> Text to read
— Start —

A few months ago, I enrolled and flunked in a course for Statistics from an IVY league school in the US. Fortunately, it didn’t cost me much since the entire thing was for free. Coursera.org, the provider of the internet education service, is already up with millions of students registered in various subjects. What separates it from wiki-courses like Google Code University or a collaborative service like udemy.com is that the teachers are from Harvard, Stanford and other little-known tertiary schools in America. Ranging from Python to Robotics, the subjects are not walks in the park (trust me I’ve seen it). Thus giving no added value and prestige to the graduates of the programs.

All is not lost though for my erratic academic learning. Right now I am enrolled in a Massive Online Course along with 2,000 people – a number smaller and immediately more intimate than Coursera’s- for Information Visualization. Yup, those shiny graphs found in the  New York Times, Time and National Geographic. So far the course has taught me that using 3D pie charts is a stupid excess that should be removed from MS OFFICE altogether- something about the effective perception of data and whatnot. I should probably thank my teacher, Alberto Cairo, who draws cool presentations for papers.

— End —

> Data excerpts
— Start —

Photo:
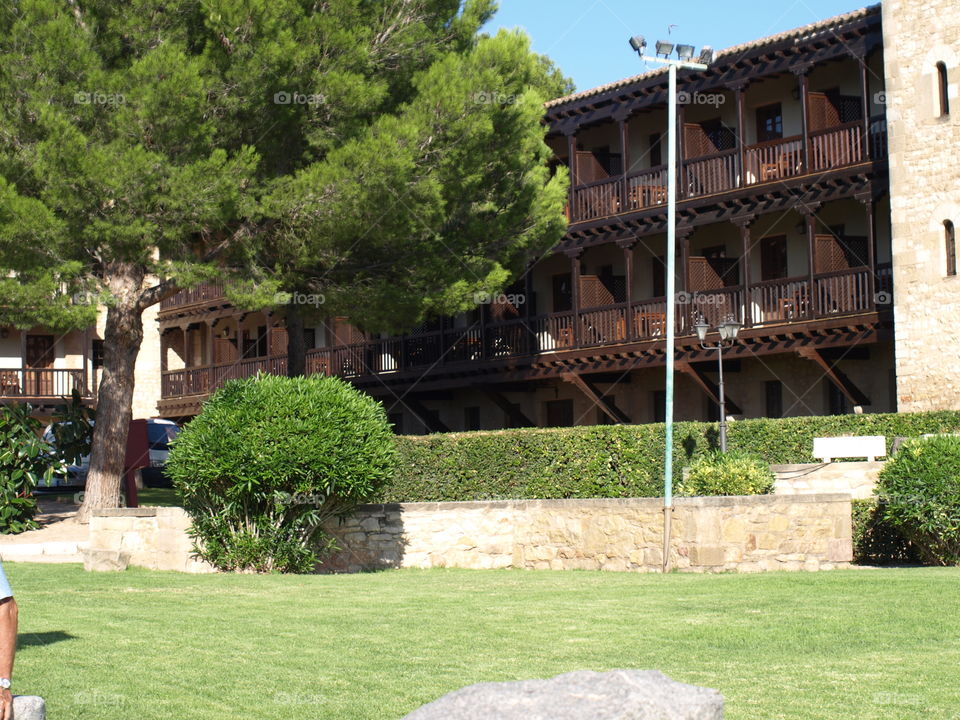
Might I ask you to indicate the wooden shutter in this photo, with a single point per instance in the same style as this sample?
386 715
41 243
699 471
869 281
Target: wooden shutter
823 113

— End —

> What to work on
Write the next few paragraphs of the personal piece about taking free online courses, picking up right after its last sentence.

> The answer
What grinds my gears though is that the online courses are either too difficult or too easy. The good ones in between are either paid tutorial services from PSD tuts or crappy near-useless guides on making headers. Thus reminding everyone how education the world over is increasingly commercialized for the interests of for profit institutions. The difference is they can do it a lot cheaper than traditional ‘brick-and-mortar’ institutions.

In the Philippines, many institutions such as UP’s Open University system already offer remote internet course but then you’d still need pretty high grades to get accepted. Which naturally has led me into one of my half-baked ideas: Filipino Online Courses. Yes, I know it’s just ripping off from Wikipedia and TESDA – whose offerings are decisively subpar. Yet as the great writer TS Elliot once wrote “Great artists steal”. Aye and why not?